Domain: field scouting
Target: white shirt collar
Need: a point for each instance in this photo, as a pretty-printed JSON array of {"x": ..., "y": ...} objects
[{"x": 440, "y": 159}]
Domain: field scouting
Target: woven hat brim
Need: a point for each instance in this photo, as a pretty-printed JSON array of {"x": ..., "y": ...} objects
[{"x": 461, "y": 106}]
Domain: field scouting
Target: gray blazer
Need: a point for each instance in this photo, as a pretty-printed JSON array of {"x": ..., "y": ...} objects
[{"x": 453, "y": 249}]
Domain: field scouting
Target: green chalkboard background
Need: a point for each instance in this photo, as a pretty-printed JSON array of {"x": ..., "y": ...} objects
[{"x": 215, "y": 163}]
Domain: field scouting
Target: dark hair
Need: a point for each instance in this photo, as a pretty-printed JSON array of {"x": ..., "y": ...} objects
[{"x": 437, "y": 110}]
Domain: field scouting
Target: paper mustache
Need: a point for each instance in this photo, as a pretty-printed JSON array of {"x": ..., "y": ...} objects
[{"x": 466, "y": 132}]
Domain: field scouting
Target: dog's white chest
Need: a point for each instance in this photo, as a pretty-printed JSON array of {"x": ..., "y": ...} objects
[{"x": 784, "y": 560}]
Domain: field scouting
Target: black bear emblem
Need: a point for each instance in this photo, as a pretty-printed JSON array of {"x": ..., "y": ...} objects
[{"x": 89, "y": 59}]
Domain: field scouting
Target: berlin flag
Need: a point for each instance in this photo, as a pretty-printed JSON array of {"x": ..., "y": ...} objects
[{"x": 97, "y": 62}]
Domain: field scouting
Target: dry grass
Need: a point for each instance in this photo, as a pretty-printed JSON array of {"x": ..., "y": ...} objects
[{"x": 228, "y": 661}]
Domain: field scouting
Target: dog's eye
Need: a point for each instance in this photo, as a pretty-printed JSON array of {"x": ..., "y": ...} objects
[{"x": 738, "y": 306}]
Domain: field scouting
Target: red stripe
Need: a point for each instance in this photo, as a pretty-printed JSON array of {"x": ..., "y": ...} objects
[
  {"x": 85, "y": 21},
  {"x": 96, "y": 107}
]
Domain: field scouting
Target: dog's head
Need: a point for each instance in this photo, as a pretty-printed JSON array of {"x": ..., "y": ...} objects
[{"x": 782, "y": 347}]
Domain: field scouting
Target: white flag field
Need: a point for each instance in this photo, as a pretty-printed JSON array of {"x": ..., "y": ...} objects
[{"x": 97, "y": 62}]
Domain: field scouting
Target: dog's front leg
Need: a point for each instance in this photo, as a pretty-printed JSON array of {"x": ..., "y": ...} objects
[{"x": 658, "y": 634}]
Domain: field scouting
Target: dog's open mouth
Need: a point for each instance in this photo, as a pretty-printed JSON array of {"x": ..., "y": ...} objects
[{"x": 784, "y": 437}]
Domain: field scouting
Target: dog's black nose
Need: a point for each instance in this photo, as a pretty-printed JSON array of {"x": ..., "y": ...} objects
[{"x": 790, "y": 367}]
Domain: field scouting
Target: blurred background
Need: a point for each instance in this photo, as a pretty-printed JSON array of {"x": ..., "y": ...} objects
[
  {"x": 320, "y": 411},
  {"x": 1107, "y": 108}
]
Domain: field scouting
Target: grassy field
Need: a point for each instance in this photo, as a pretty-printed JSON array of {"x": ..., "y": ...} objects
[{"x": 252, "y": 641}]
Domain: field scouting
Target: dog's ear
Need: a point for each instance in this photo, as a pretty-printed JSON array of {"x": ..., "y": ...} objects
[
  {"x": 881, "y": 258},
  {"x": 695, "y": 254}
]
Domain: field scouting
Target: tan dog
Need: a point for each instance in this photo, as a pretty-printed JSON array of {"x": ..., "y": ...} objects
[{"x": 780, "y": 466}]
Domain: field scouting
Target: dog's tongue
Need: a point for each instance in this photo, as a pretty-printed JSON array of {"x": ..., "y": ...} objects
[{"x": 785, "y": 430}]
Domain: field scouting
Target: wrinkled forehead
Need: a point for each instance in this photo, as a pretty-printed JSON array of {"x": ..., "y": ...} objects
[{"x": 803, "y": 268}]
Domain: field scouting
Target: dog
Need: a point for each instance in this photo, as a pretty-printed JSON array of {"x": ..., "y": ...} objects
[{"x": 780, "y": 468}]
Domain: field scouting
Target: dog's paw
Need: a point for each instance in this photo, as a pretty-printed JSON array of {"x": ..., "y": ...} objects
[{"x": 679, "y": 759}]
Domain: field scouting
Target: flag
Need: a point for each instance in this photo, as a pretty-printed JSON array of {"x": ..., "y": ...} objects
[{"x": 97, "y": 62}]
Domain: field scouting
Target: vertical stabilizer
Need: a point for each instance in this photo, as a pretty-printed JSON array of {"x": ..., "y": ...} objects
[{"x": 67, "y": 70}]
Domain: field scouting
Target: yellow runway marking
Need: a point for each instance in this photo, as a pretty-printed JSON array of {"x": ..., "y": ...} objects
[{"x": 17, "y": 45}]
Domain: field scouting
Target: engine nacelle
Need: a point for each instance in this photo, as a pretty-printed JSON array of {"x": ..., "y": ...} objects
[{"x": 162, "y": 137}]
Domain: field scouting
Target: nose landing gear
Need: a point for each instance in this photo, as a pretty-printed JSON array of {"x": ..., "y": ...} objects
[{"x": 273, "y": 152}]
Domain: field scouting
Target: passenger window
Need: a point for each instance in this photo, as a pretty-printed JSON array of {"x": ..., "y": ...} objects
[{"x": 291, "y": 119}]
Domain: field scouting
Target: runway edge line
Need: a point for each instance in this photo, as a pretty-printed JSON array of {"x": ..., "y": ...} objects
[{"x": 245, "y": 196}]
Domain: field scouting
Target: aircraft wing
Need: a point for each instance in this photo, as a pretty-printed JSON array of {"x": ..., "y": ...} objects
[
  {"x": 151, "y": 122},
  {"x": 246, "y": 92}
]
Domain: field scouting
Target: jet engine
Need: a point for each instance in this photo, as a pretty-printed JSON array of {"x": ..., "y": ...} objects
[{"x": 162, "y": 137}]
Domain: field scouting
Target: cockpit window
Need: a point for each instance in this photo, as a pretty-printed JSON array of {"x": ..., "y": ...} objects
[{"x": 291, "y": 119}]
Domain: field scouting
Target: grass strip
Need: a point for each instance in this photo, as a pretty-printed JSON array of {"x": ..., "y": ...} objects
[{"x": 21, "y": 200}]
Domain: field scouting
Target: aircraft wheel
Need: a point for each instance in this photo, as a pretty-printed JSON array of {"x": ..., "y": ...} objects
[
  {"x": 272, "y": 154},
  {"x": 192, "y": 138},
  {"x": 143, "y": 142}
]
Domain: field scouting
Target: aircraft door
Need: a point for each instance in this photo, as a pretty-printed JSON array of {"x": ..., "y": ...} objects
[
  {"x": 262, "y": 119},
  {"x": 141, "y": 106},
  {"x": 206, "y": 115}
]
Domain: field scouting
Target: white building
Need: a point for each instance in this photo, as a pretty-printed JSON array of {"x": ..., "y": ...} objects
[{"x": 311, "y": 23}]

THE REQUEST: Using the data above, reproduce every line exactly.

ANSWER IN FULL:
Domain: field scouting
Target: white shirt collar
Need: a point for each instance in this photo, as a pretty-printed JSON array of {"x": ..., "y": ...} objects
[{"x": 440, "y": 159}]
Domain: field scouting
Target: woven hat brim
Need: a point for each instance in this photo, as a pretty-printed JSON array of {"x": ..., "y": ...} objects
[{"x": 461, "y": 106}]
Domain: field scouting
Target: gray blazer
Need: a point for each instance in this photo, as a pretty-printed JSON array of {"x": ..., "y": ...} objects
[{"x": 453, "y": 249}]
Domain: field scouting
Target: green chalkboard background
Need: a point for each instance in this photo, as a pretty-printed JSON array of {"x": ..., "y": ...} objects
[{"x": 215, "y": 163}]
Domain: field scouting
Target: dark hair
Need: a point for each instance in this photo, as a pretty-printed JSON array of {"x": ..., "y": ...} objects
[{"x": 437, "y": 110}]
Domain: field scouting
Target: paper mustache
Need: a point for each instance in this photo, as a pretty-printed JSON array of {"x": ..., "y": ...} objects
[{"x": 466, "y": 132}]
Domain: field scouting
Target: dog's white chest
Need: a point for each instance in this photo, as a pretty-printed JSON array of {"x": ..., "y": ...} objects
[{"x": 784, "y": 560}]
Domain: field scouting
Target: black bear emblem
Need: a point for each instance in this photo, as a pretty-printed JSON array of {"x": ..., "y": ...} objects
[{"x": 89, "y": 59}]
Domain: field scouting
Target: berlin flag
Need: a point for each instance in this photo, as a pretty-printed JSON array of {"x": ..., "y": ...} objects
[{"x": 97, "y": 62}]
Domain: field scouting
Target: dry grass
Need: a point for each instance in this photo, as a pretty-printed JSON array of {"x": ..., "y": ...} objects
[{"x": 228, "y": 661}]
Domain: field scouting
Target: dog's eye
Need: a point for each instance in this photo, as a pretty-printed JSON array of {"x": ..., "y": ...} objects
[{"x": 738, "y": 306}]
Domain: field scouting
Target: red stripe
Need: a point for each instance in this photo, as a pretty-printed JSON array of {"x": ..., "y": ...} objects
[
  {"x": 85, "y": 21},
  {"x": 96, "y": 107}
]
Domain: field scouting
Target: dog's head
Need: a point for each instance in this photo, as a pretty-printed JSON array of {"x": ..., "y": ...} objects
[{"x": 782, "y": 347}]
Domain: field scouting
Target: white flag field
Need: a point for each instance in this photo, as a pretty-printed JSON array of {"x": ..., "y": ...} objects
[{"x": 97, "y": 62}]
Domain: field scouting
Target: dog's front leg
Need: a point for each instance in this photo, as a pretty-printed JSON array of {"x": ..., "y": ...} objects
[{"x": 658, "y": 634}]
Domain: field scouting
Target: dog's open mouth
Need: a point for each instance in this photo, as a pretty-printed JSON array of {"x": ..., "y": ...} objects
[{"x": 784, "y": 437}]
Domain: field scouting
Target: dog's black nose
Need: a point for each instance in this photo, as a pretty-printed JSON array of {"x": ..., "y": ...} objects
[{"x": 790, "y": 367}]
Domain: field scouting
Target: blurred background
Need: a point for each instance in this photo, as a pretty-printed JSON array of {"x": ..., "y": ...} objects
[
  {"x": 320, "y": 411},
  {"x": 1107, "y": 108}
]
Domain: field scouting
Target: grassy field
Need: a point for each instance in this photo, as a pretty-printed JSON array of {"x": ..., "y": ...} objects
[{"x": 252, "y": 641}]
Domain: field scouting
Target: dog's ear
Need: a point for each instance in this photo, as a pretty-printed JSON array of {"x": ..., "y": ...} objects
[
  {"x": 881, "y": 258},
  {"x": 695, "y": 254}
]
Domain: field scouting
Target: tan dog
Need: a point for each instance in this photo, as a pretty-printed JSON array of {"x": ..., "y": ...} objects
[{"x": 780, "y": 466}]
Domain: field scouting
Target: dog's tongue
Need: a point for each instance in this photo, as a pretty-printed JSON array of {"x": ..., "y": ...} objects
[{"x": 785, "y": 430}]
Domain: field scouting
Target: wrinkled forehead
Need: a point for each instance in this photo, as a pretty-printed JSON array of {"x": ..., "y": ...} objects
[{"x": 803, "y": 268}]
Domain: field scouting
Target: dog
Need: a point for each instance in this photo, as a pretty-printed JSON array of {"x": ..., "y": ...} objects
[{"x": 780, "y": 468}]
Domain: field scouting
Target: dog's paw
Need: a point for each instance in this photo, as a pretty-printed JSON array of {"x": ..., "y": ...} objects
[{"x": 679, "y": 759}]
Domain: field scouting
Target: flag
Need: a point for each instance in this photo, as a pretty-printed JSON array of {"x": ..., "y": ...} objects
[{"x": 97, "y": 62}]
Domain: field scouting
Target: vertical stabilizer
Need: a point for each instance in this photo, as a pretty-printed JSON array of {"x": ..., "y": ...} objects
[{"x": 67, "y": 70}]
Domain: field scouting
Target: yellow runway marking
Need: a point for each instance in this photo, as a pretty-printed JSON array of {"x": ..., "y": ...} objects
[{"x": 17, "y": 45}]
Domain: field scouting
Target: engine nacelle
Need: a point for each instance in this photo, as a pretty-printed JSON array of {"x": ..., "y": ...} objects
[{"x": 162, "y": 137}]
Domain: field scouting
Target: nose landing gear
Need: a point for each instance in this photo, as a pretty-printed JSON array of {"x": ..., "y": ...} objects
[{"x": 273, "y": 152}]
Domain: field scouting
Target: passenger window
Need: a point for each instance in this photo, as a pretty-printed JSON array of {"x": ..., "y": ...} objects
[{"x": 291, "y": 119}]
Domain: field scouting
Target: runway edge line
Need: a point for each instance in this photo, as a pretty-printed JSON array of {"x": ..., "y": ...} objects
[{"x": 245, "y": 196}]
Domain: field scouting
Target: aircraft wing
Need: a point for each instance in this photo, as a pretty-printed JSON array of {"x": ..., "y": ...} objects
[
  {"x": 151, "y": 122},
  {"x": 246, "y": 92}
]
Domain: field scouting
Target: jet engine
Need: a point for each instance in this photo, as a pretty-printed JSON array of {"x": ..., "y": ...} objects
[{"x": 162, "y": 137}]
Domain: field scouting
Target: cockpit window
Need: a point for each instance in this photo, as a pretty-printed JSON array of {"x": ..., "y": ...} objects
[{"x": 291, "y": 119}]
Domain: field scouting
Target: grass strip
Need: a point for each instance in this photo, as a pretty-printed JSON array of {"x": ..., "y": ...} objects
[{"x": 21, "y": 200}]
Domain: field scouting
Target: aircraft wheel
Need: a point for each instance in this photo, as a pretty-printed JSON array of {"x": ..., "y": ...} objects
[
  {"x": 272, "y": 154},
  {"x": 192, "y": 138},
  {"x": 143, "y": 142}
]
Domain: field scouting
Target: aircraft door
Need: a point for each instance in this photo, as a pretty-printed JSON array of {"x": ..., "y": ...} objects
[
  {"x": 262, "y": 119},
  {"x": 141, "y": 106},
  {"x": 206, "y": 115}
]
Domain: field scouting
Target: white building
Need: a point for each instance in this photo, as a pretty-printed JSON array of {"x": ..., "y": ...} objects
[{"x": 311, "y": 23}]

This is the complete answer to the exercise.